● **PROVIDED INFORMATION**
....................
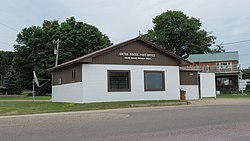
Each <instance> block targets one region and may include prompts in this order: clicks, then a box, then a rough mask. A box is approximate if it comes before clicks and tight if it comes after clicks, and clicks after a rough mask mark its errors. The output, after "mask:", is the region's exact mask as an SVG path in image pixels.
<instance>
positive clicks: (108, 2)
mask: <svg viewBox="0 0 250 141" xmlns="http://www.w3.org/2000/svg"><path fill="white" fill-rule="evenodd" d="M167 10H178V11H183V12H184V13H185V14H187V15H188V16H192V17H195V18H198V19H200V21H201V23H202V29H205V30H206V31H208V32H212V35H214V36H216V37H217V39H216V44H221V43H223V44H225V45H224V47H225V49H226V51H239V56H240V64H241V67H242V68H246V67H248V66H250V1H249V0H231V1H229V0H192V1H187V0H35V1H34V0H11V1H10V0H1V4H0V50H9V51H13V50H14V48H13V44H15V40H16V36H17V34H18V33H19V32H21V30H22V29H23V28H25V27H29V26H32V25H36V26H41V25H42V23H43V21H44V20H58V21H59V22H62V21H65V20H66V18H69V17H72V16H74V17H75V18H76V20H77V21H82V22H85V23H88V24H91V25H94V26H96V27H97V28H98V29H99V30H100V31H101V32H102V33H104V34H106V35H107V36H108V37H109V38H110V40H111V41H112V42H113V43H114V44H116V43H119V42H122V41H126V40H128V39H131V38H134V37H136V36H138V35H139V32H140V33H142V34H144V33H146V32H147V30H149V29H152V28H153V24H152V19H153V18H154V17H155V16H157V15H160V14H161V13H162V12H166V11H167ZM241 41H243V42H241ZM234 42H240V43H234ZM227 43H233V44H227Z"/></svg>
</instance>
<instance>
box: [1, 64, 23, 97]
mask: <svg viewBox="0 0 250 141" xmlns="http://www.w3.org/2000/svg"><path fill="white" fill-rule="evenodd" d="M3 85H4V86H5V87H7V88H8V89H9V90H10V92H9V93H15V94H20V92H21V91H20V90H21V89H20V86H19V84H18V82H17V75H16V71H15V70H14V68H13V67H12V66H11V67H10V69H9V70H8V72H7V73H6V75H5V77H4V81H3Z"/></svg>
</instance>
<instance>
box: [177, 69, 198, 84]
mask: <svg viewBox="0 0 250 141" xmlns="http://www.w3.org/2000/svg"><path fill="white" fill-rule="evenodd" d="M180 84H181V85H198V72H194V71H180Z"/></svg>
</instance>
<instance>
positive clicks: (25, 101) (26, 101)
....................
● **WHAT THE TASK ASKS**
Each line of the records above must be repeated exactly, but no picture belongs in the copy.

● **RESPONSE TO THE EXERCISE**
Each <instance> block targets one region and may include prompts in this order: clicks, then a box, then a rough mask. A box is approximate if it comes before clicks and tight if it comes after clicks, and clicks after a rough mask mark its errors. The output, after "mask:", is the region's exact mask as an SVG path in image pixels.
<instance>
positive clicks: (108, 2)
mask: <svg viewBox="0 0 250 141" xmlns="http://www.w3.org/2000/svg"><path fill="white" fill-rule="evenodd" d="M167 10H178V11H183V12H184V13H185V14H187V15H188V16H192V17H195V18H198V19H200V21H201V23H202V29H205V30H206V31H208V32H212V35H214V36H216V37H217V39H216V44H221V43H223V44H225V45H224V47H225V49H226V51H239V56H240V64H241V67H242V68H246V67H248V66H250V1H249V0H231V1H229V0H192V1H187V0H35V1H34V0H11V1H10V0H1V4H0V50H9V51H13V50H14V48H13V44H15V40H16V36H17V34H18V33H19V32H21V30H22V29H23V28H25V27H29V26H32V25H36V26H41V25H42V23H43V21H44V20H58V21H59V22H62V21H65V20H66V18H69V17H72V16H74V17H75V18H76V20H77V21H82V22H85V23H88V24H91V25H94V26H96V27H97V28H98V29H99V30H100V31H101V32H102V33H104V34H106V35H107V36H108V37H109V38H110V40H111V41H112V42H113V43H114V44H116V43H119V42H122V41H126V40H128V39H131V38H134V37H136V36H138V35H139V32H140V33H142V34H144V33H146V32H147V30H149V29H152V28H153V24H152V19H153V18H154V17H155V16H157V15H160V14H161V13H162V12H166V11H167ZM241 41H243V42H241ZM234 42H240V43H234ZM227 43H233V44H227Z"/></svg>
</instance>
<instance>
box: [1, 64, 23, 97]
mask: <svg viewBox="0 0 250 141" xmlns="http://www.w3.org/2000/svg"><path fill="white" fill-rule="evenodd" d="M3 85H4V86H5V87H7V88H8V89H9V90H10V92H9V93H15V94H20V92H21V91H20V90H21V89H20V86H19V84H18V82H17V75H16V71H15V70H14V68H13V67H12V66H11V67H10V69H9V70H8V72H7V73H6V75H5V77H4V81H3Z"/></svg>
</instance>
<instance>
box: [177, 69, 198, 84]
mask: <svg viewBox="0 0 250 141" xmlns="http://www.w3.org/2000/svg"><path fill="white" fill-rule="evenodd" d="M180 84H181V85H198V72H194V71H180Z"/></svg>
</instance>
<instance>
positive clicks: (25, 101) (26, 101)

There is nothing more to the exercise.